**Task 1**
Return the part of the Jiu Jitsu blog post below that begins at the words "Here is a blog" and stops after "bend like that.", copied exactly.
**Task 2**
Decide whether each statement agrees with the Jiu Jitsu blog post below. Answer yes or no for each, and quote the deciding words from the post. (a) The finger was hurt while a standing technique was being done. (b) The writer felt pain right away. (c) The instructor waived the charge for the lesson.

A new student’s perspective

Here is a blog post from Mark Hopkins on his first couple of experiences trying Jiu Jitsu.  Enjoy!

 

“The instructor breaks my finger in the first three minutes. It’s my first private Brazilian Jiu Jitsu lesson and we’re not even training yet, he’s just showing me the pictures of the Grand-masters and explaining the lineage. So powerful is this art that my finger is crushed in an instant. No, in reality we were doing some kind of standing technique and he was perhaps just a tad over-zealous in demonstrating the grip break. Testosterone fueled douche-bag destroys newbie? Well maybe. I didn’t really get the sense he was being overly rough but still there we were, both looking at the interesting new angle my finger had achieved. I’m not sure it should be able to bend like that.
There’s no pain. Not yet. The shock is arriving from somewhere around my knees though and I have to have a little bit of a sit down on the mats. My instructor is beside himself with worry. I’ve never seen anybody so embarrassed. Three minutes has to be a new record. We improvise a splint with a pen and some sticky tape. Absolutely no charge for the lesson he says as he waves me goodbye.

**Material supplied**

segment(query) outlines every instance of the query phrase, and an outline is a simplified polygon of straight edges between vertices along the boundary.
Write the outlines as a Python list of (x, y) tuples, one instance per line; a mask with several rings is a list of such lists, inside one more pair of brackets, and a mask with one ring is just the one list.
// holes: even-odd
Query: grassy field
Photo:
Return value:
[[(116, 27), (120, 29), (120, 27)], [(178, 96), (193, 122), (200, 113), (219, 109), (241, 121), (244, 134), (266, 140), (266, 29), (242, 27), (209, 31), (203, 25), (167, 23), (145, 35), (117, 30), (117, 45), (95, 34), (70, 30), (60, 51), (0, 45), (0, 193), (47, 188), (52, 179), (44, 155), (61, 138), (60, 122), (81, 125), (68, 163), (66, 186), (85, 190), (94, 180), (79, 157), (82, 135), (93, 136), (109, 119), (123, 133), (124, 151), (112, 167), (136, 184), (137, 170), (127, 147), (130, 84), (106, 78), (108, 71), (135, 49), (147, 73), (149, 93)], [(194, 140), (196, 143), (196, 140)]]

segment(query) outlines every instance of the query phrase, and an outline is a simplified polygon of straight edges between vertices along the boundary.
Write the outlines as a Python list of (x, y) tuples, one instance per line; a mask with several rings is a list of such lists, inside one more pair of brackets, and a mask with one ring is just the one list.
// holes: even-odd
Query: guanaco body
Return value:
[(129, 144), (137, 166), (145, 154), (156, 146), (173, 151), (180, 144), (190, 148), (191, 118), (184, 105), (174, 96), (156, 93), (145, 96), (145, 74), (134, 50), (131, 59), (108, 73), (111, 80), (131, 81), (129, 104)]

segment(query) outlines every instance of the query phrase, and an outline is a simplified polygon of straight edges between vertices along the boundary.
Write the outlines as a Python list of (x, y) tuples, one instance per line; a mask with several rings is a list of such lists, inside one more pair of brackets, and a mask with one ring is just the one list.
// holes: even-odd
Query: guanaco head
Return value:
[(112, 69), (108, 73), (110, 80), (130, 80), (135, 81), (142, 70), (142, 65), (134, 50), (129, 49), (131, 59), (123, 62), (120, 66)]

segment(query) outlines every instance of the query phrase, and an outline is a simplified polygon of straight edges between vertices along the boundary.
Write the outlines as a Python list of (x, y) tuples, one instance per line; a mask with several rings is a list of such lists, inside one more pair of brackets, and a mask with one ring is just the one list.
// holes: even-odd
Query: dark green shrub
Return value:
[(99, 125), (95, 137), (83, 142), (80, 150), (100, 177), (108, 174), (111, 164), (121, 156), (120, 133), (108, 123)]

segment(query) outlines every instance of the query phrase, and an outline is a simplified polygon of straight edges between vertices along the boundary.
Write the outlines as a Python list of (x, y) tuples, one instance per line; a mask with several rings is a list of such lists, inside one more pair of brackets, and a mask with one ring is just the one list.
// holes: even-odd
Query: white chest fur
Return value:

**Reply 1**
Here is a blog post from Mark Hopkins on his first couple of experiences trying Jiu Jitsu.  Enjoy!

 

“The instructor breaks my finger in the first three minutes. It’s my first private Brazilian Jiu Jitsu lesson and we’re not even training yet, he’s just showing me the pictures of the Grand-masters and explaining the lineage. So powerful is this art that my finger is crushed in an instant. No, in reality we were doing some kind of standing technique and he was perhaps just a tad over-zealous in demonstrating the grip break. Testosterone fueled douche-bag destroys newbie? Well maybe. I didn’t really get the sense he was being overly rough but still there we were, both looking at the interesting new angle my finger had achieved. I’m not sure it should be able to bend like that.

**Reply 2**
(a) Yes: "in reality we were doing some kind of standing technique"
(b) No: "There’s no pain. Not yet."
(c) Yes: "Absolutely no charge for the lesson he says"